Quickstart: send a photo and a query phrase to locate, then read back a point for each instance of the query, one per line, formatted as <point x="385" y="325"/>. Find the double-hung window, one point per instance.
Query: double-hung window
=-=-=
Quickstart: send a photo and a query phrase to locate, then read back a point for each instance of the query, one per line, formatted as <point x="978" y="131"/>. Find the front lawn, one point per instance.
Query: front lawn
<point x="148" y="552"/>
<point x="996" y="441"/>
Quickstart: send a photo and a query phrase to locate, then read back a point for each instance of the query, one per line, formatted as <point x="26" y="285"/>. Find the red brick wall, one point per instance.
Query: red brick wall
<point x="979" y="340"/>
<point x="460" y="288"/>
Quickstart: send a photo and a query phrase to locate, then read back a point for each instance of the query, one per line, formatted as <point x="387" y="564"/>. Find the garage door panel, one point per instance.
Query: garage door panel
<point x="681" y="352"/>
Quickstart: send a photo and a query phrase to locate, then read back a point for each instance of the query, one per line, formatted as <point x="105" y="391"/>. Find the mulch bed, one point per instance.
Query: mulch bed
=-=-=
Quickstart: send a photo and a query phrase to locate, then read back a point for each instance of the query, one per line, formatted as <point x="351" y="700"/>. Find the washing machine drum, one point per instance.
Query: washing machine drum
=-=-=
JOB —
Please print the material between the lines holding "window, one point per instance." and "Query: double-hung window", inclusive, reproducing each line without changes.

SOLUTION —
Quickstart: send a photo and a query phrase to locate, then read back a point for each instance of the query, one per line, formatted as <point x="385" y="325"/>. Find the double-hung window, one point per instance.
Query: double-hung window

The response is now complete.